■ SHORT PROBLEM
Reproduce the stretch from the line containing "Would you be able to point at the lichen" through the end of the items, changing "dirt road" to "paved road" and keeping everything else as it is. Omit the pictures from your answer.

---+---

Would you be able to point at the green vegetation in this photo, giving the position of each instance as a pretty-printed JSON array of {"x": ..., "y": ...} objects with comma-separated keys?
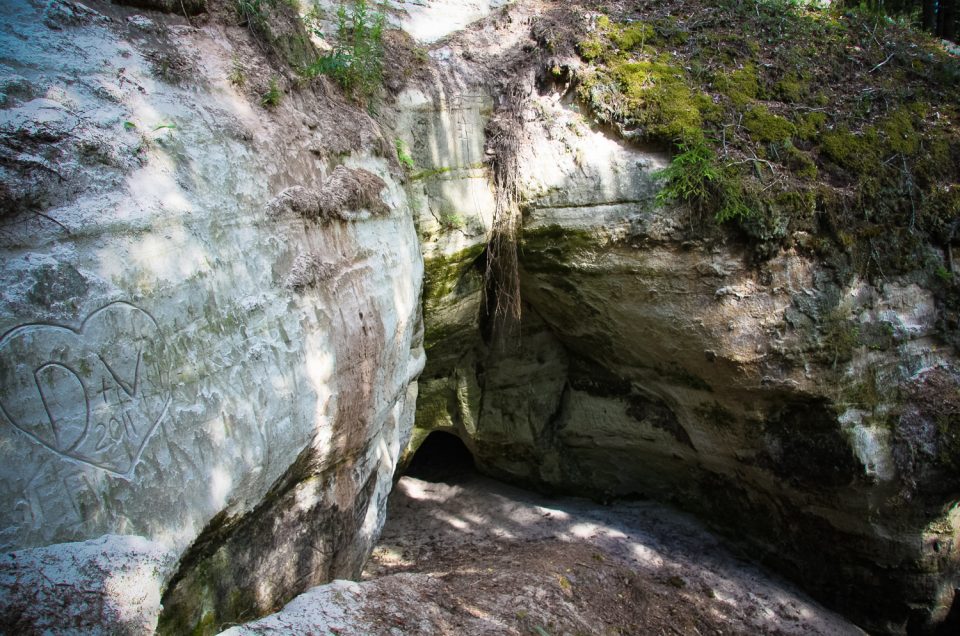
[
  {"x": 868, "y": 152},
  {"x": 403, "y": 154},
  {"x": 356, "y": 61},
  {"x": 273, "y": 96}
]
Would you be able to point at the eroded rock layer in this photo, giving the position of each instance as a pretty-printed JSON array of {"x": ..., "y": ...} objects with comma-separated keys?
[
  {"x": 799, "y": 407},
  {"x": 184, "y": 356}
]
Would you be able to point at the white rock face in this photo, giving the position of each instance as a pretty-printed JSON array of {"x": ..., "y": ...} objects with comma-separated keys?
[
  {"x": 109, "y": 585},
  {"x": 432, "y": 20},
  {"x": 157, "y": 368}
]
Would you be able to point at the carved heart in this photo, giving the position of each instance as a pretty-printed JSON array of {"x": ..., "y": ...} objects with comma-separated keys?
[{"x": 93, "y": 395}]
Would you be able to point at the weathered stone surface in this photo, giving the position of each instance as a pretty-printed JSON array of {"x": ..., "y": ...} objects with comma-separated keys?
[
  {"x": 162, "y": 371},
  {"x": 109, "y": 585},
  {"x": 774, "y": 400}
]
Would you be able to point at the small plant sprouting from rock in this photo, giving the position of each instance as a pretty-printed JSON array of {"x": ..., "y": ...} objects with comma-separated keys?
[
  {"x": 694, "y": 178},
  {"x": 250, "y": 12},
  {"x": 356, "y": 61},
  {"x": 691, "y": 176},
  {"x": 271, "y": 99},
  {"x": 403, "y": 154},
  {"x": 236, "y": 76}
]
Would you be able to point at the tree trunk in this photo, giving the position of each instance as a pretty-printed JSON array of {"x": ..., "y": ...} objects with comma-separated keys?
[
  {"x": 948, "y": 13},
  {"x": 929, "y": 15}
]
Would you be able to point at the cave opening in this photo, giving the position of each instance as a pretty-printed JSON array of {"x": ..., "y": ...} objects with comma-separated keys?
[{"x": 442, "y": 457}]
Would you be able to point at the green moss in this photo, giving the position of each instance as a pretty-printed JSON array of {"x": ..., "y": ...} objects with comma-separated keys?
[
  {"x": 443, "y": 273},
  {"x": 626, "y": 37},
  {"x": 557, "y": 240},
  {"x": 810, "y": 124},
  {"x": 799, "y": 162},
  {"x": 764, "y": 126},
  {"x": 435, "y": 172},
  {"x": 659, "y": 98},
  {"x": 741, "y": 86},
  {"x": 858, "y": 153},
  {"x": 900, "y": 134},
  {"x": 792, "y": 89},
  {"x": 592, "y": 48}
]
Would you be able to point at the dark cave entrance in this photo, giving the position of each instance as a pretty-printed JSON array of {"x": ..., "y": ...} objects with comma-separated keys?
[{"x": 441, "y": 457}]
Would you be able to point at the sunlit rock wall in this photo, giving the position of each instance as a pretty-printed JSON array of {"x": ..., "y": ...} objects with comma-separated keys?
[{"x": 175, "y": 362}]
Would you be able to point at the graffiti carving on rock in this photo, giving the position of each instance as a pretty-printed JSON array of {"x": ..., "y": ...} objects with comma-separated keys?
[{"x": 93, "y": 395}]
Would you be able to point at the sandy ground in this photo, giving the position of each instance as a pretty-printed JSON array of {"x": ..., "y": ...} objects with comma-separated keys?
[{"x": 479, "y": 557}]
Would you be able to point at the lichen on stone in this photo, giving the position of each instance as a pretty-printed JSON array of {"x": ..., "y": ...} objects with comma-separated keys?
[{"x": 344, "y": 195}]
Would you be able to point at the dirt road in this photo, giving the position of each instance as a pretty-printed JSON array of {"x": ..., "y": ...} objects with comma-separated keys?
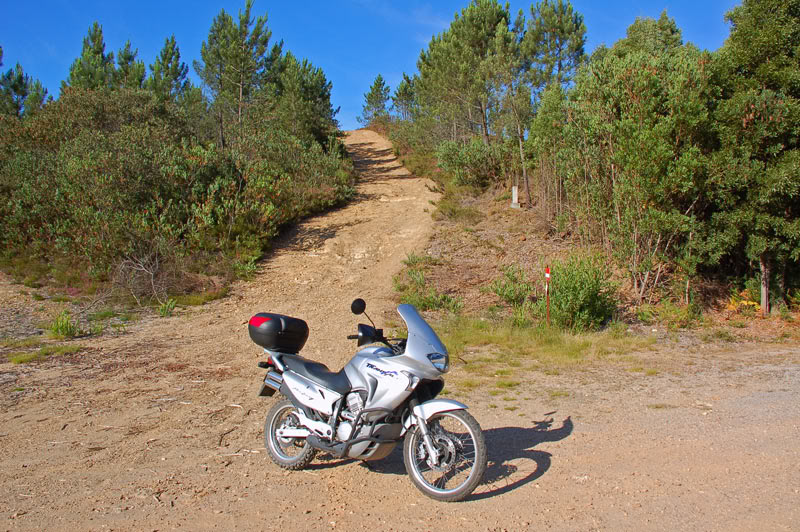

---+---

■ FINISHED ANSWER
Would you be able to point at the lichen on stone in this photo, giving the position of each instance as a pretty-printed JSON array of {"x": ..., "y": ...} objects with comma-separated keys?
[{"x": 344, "y": 195}]
Would you be able to point at the paved road in this photo, giving the position of each instance as a pretty-printed JSON array of {"x": ..., "y": ...} objects with comma-separated keys?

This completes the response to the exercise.